### TASK
Transcribe everything in the records, dropping and changing nothing.
#### INFORMATION GIVEN
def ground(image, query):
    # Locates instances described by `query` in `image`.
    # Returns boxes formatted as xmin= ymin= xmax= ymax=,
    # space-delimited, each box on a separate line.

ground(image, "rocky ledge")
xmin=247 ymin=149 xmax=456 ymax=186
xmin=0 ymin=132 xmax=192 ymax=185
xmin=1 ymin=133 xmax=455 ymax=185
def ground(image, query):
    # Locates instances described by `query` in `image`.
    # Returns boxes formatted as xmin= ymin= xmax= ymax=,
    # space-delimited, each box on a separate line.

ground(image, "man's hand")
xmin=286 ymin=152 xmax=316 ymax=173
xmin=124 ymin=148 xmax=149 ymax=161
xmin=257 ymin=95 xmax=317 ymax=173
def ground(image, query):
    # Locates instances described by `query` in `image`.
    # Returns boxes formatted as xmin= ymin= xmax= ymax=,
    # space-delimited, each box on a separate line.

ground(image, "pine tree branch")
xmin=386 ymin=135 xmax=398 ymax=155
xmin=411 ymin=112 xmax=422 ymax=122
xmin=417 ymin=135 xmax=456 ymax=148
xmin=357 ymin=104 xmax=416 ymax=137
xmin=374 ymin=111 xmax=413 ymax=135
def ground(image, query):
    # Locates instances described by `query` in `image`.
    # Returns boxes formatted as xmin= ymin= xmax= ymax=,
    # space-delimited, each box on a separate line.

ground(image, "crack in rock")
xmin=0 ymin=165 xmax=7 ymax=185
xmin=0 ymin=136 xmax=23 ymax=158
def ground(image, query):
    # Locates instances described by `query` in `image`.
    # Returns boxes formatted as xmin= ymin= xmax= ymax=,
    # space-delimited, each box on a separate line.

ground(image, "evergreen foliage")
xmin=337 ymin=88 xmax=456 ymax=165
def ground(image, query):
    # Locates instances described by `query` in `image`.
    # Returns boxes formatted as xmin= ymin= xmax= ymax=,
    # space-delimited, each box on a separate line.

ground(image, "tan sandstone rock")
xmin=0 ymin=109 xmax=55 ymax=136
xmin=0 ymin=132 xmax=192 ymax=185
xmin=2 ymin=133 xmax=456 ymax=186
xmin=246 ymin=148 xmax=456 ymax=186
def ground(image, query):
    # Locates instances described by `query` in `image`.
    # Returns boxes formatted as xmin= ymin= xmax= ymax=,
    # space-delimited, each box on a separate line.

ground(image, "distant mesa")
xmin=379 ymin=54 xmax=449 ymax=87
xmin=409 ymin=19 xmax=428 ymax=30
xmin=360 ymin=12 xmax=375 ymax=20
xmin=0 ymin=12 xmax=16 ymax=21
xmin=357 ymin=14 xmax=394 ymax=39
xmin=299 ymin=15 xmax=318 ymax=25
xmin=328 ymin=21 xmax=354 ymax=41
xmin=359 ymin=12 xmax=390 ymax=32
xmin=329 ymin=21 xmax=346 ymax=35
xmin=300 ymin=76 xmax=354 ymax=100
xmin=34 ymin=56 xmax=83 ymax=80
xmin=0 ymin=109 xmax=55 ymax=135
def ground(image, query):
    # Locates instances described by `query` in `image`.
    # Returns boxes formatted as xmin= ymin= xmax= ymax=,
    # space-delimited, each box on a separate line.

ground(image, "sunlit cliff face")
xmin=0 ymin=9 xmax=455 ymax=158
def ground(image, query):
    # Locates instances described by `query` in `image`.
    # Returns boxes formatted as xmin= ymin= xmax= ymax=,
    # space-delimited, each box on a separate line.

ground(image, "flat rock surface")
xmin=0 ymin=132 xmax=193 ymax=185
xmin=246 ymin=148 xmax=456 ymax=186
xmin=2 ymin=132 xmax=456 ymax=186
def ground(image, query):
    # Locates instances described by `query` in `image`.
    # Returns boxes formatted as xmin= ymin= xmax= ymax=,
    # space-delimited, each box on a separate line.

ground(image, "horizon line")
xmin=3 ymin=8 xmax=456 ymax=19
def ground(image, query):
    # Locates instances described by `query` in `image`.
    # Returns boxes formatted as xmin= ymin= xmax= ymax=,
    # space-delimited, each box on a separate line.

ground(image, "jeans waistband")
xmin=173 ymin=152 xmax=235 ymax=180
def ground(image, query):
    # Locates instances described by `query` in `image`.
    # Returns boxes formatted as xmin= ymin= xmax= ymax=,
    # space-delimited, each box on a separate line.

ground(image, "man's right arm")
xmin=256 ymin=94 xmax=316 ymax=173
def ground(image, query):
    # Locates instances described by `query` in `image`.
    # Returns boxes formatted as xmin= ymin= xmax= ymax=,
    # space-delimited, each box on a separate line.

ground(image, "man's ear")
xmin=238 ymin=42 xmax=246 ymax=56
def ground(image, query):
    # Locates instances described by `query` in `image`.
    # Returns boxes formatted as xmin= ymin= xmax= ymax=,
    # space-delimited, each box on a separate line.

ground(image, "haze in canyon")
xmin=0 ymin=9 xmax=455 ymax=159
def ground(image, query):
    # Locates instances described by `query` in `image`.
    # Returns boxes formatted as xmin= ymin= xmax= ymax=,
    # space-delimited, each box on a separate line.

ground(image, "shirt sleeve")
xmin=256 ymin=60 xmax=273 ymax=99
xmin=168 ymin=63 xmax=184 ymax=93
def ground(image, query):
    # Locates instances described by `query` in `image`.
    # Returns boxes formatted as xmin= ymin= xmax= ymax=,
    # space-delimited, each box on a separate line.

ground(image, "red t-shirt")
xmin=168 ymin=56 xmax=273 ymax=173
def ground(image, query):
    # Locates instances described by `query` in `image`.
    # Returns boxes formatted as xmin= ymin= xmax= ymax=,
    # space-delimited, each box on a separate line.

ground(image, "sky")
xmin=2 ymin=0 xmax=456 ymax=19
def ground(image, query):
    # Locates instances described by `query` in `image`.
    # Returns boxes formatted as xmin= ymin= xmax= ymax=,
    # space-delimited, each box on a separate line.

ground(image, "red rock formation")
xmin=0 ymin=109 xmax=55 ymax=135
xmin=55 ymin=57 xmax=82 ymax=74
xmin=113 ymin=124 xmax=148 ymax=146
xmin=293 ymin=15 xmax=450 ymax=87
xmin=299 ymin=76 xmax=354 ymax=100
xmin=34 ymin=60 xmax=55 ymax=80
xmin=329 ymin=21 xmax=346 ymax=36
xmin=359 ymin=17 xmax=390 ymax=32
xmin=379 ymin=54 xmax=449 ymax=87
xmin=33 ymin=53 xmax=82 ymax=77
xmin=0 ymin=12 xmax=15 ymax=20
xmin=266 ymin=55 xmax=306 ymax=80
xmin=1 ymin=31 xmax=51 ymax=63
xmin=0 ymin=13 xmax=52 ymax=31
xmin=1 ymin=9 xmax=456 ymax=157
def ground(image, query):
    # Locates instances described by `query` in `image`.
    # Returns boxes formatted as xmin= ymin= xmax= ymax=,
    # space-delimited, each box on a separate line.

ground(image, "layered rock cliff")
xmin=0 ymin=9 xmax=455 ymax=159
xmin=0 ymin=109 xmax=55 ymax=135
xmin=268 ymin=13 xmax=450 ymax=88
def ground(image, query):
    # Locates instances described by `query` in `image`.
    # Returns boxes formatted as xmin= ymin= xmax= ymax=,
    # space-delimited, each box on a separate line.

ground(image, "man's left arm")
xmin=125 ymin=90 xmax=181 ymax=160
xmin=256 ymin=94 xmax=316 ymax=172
########
### RESPONSE TO THIS TASK
def ground(image, query):
    # Locates instances described by `query` in `image`.
    # Returns boxes formatted as xmin= ymin= xmax= ymax=,
    # space-delimited, each box on a separate line.

ground(image, "rocky ledge")
xmin=247 ymin=149 xmax=456 ymax=186
xmin=0 ymin=132 xmax=192 ymax=185
xmin=1 ymin=133 xmax=455 ymax=185
def ground(image, query):
    # Locates instances described by `query` in `image`.
    # Returns boxes formatted as xmin= ymin= xmax= ymax=,
    # space-delimited, each box on a separate line.

ground(image, "man's hand")
xmin=286 ymin=152 xmax=316 ymax=173
xmin=124 ymin=148 xmax=149 ymax=161
xmin=257 ymin=95 xmax=317 ymax=173
def ground(image, query):
    # Locates instances described by `query` in `image`.
    # Returns boxes formatted as xmin= ymin= xmax= ymax=,
    # space-delimited, each box on a separate line.

ground(image, "pine tree branch")
xmin=386 ymin=135 xmax=398 ymax=155
xmin=411 ymin=112 xmax=422 ymax=122
xmin=417 ymin=135 xmax=456 ymax=148
xmin=357 ymin=104 xmax=416 ymax=137
xmin=374 ymin=111 xmax=413 ymax=135
def ground(image, query):
    # Locates instances described by `query` in `image`.
    # Returns boxes formatted as xmin= ymin= xmax= ymax=,
    # space-delimited, each box on a separate line.

ground(image, "crack in rock")
xmin=0 ymin=165 xmax=7 ymax=185
xmin=0 ymin=136 xmax=23 ymax=158
def ground(image, query):
    # Locates instances described by `query` in `image`.
    # Returns boxes formatted as xmin= ymin= xmax= ymax=,
    # space-delimited, each box on a separate line.

ground(image, "evergreen foliage")
xmin=337 ymin=88 xmax=456 ymax=165
def ground(image, query):
    # Locates instances described by `query` in `image`.
    # Returns boxes formatted as xmin= ymin= xmax= ymax=,
    # space-delimited, each box on a separate line.

ground(image, "tan sandstone rock")
xmin=0 ymin=109 xmax=55 ymax=136
xmin=0 ymin=132 xmax=192 ymax=185
xmin=2 ymin=133 xmax=456 ymax=186
xmin=246 ymin=148 xmax=456 ymax=186
def ground(image, query):
    # Locates instances described by `query` in `image`.
    # Returns boxes formatted as xmin= ymin= xmax= ymax=,
    # space-delimited, each box on a separate line.

ground(image, "distant mesa")
xmin=379 ymin=54 xmax=449 ymax=87
xmin=409 ymin=19 xmax=428 ymax=30
xmin=360 ymin=12 xmax=375 ymax=20
xmin=0 ymin=12 xmax=16 ymax=21
xmin=357 ymin=14 xmax=394 ymax=39
xmin=299 ymin=15 xmax=318 ymax=25
xmin=328 ymin=21 xmax=354 ymax=41
xmin=359 ymin=12 xmax=390 ymax=32
xmin=329 ymin=21 xmax=346 ymax=35
xmin=300 ymin=76 xmax=354 ymax=100
xmin=34 ymin=56 xmax=83 ymax=80
xmin=0 ymin=109 xmax=55 ymax=135
def ground(image, query):
    # Locates instances described by `query` in `image`.
    # Returns boxes formatted as xmin= ymin= xmax= ymax=,
    # space-delimited, each box on a separate line.

ground(image, "sunlit cliff face")
xmin=0 ymin=9 xmax=455 ymax=158
def ground(image, query):
    # Locates instances described by `query` in `image`.
    # Returns boxes formatted as xmin= ymin= xmax= ymax=,
    # space-delimited, each box on a separate line.

ground(image, "flat rock surface")
xmin=0 ymin=132 xmax=193 ymax=185
xmin=246 ymin=148 xmax=456 ymax=186
xmin=2 ymin=132 xmax=456 ymax=186
def ground(image, query):
    # Locates instances described by `query` in `image`.
    # Returns boxes formatted as xmin= ymin= xmax= ymax=,
    # space-delimited, each box on a separate line.

ground(image, "horizon line")
xmin=3 ymin=8 xmax=456 ymax=19
def ground(image, query):
    # Locates instances described by `query` in `image`.
    # Returns boxes formatted as xmin= ymin= xmax= ymax=,
    # space-delimited, each box on a separate line.

ground(image, "jeans waistband")
xmin=173 ymin=152 xmax=235 ymax=180
def ground(image, query):
    # Locates instances described by `query` in `image`.
    # Returns boxes formatted as xmin= ymin= xmax= ymax=,
    # space-delimited, each box on a separate line.

ground(image, "man's right arm")
xmin=256 ymin=94 xmax=316 ymax=173
def ground(image, query):
    # Locates instances described by `query` in `image`.
    # Returns boxes formatted as xmin= ymin= xmax= ymax=,
    # space-delimited, each box on a separate line.

ground(image, "man's ear")
xmin=238 ymin=42 xmax=246 ymax=56
def ground(image, query):
    # Locates instances described by `query` in `image`.
    # Returns boxes formatted as xmin= ymin= xmax= ymax=,
    # space-delimited, each box on a separate line.

ground(image, "haze in canyon")
xmin=0 ymin=9 xmax=455 ymax=159
def ground(image, query):
    # Locates instances described by `query` in `image`.
    # Returns boxes formatted as xmin= ymin= xmax= ymax=,
    # space-delimited, each box on a separate line.

ground(image, "shirt sleeve")
xmin=256 ymin=60 xmax=273 ymax=99
xmin=168 ymin=63 xmax=184 ymax=93
def ground(image, query):
    # Locates instances described by `query` in `image`.
    # Returns boxes formatted as xmin= ymin= xmax= ymax=,
    # space-delimited, each box on a separate line.

ground(image, "red t-shirt")
xmin=168 ymin=56 xmax=273 ymax=173
def ground(image, query):
    # Locates instances described by `query` in `image`.
    # Returns boxes formatted as xmin= ymin= xmax= ymax=,
    # space-delimited, each box on a separate line.

ground(image, "sky")
xmin=2 ymin=0 xmax=456 ymax=19
def ground(image, query):
    # Locates instances described by `query` in `image`.
    # Returns boxes formatted as xmin= ymin= xmax= ymax=,
    # space-delimited, each box on a separate line.

ground(image, "red rock formation")
xmin=0 ymin=109 xmax=55 ymax=135
xmin=55 ymin=57 xmax=82 ymax=74
xmin=113 ymin=124 xmax=148 ymax=146
xmin=293 ymin=15 xmax=450 ymax=87
xmin=299 ymin=76 xmax=354 ymax=100
xmin=34 ymin=60 xmax=55 ymax=80
xmin=329 ymin=21 xmax=346 ymax=36
xmin=359 ymin=17 xmax=390 ymax=32
xmin=379 ymin=54 xmax=449 ymax=87
xmin=33 ymin=53 xmax=82 ymax=77
xmin=0 ymin=12 xmax=15 ymax=20
xmin=266 ymin=55 xmax=306 ymax=80
xmin=1 ymin=31 xmax=51 ymax=63
xmin=0 ymin=13 xmax=52 ymax=31
xmin=1 ymin=9 xmax=456 ymax=157
def ground(image, query):
    # Locates instances described by `query` in `image`.
    # Returns boxes formatted as xmin= ymin= xmax= ymax=,
    # space-delimited, each box on a separate line.

ground(image, "layered rock cliff")
xmin=0 ymin=9 xmax=455 ymax=159
xmin=0 ymin=109 xmax=55 ymax=135
xmin=268 ymin=13 xmax=450 ymax=88
def ground(image, query):
    # Locates instances described by `query` in `image`.
    # Returns boxes formatted as xmin= ymin= xmax= ymax=,
    # space-delimited, each box on a separate line.

ground(image, "man's left arm")
xmin=125 ymin=90 xmax=181 ymax=160
xmin=256 ymin=94 xmax=316 ymax=172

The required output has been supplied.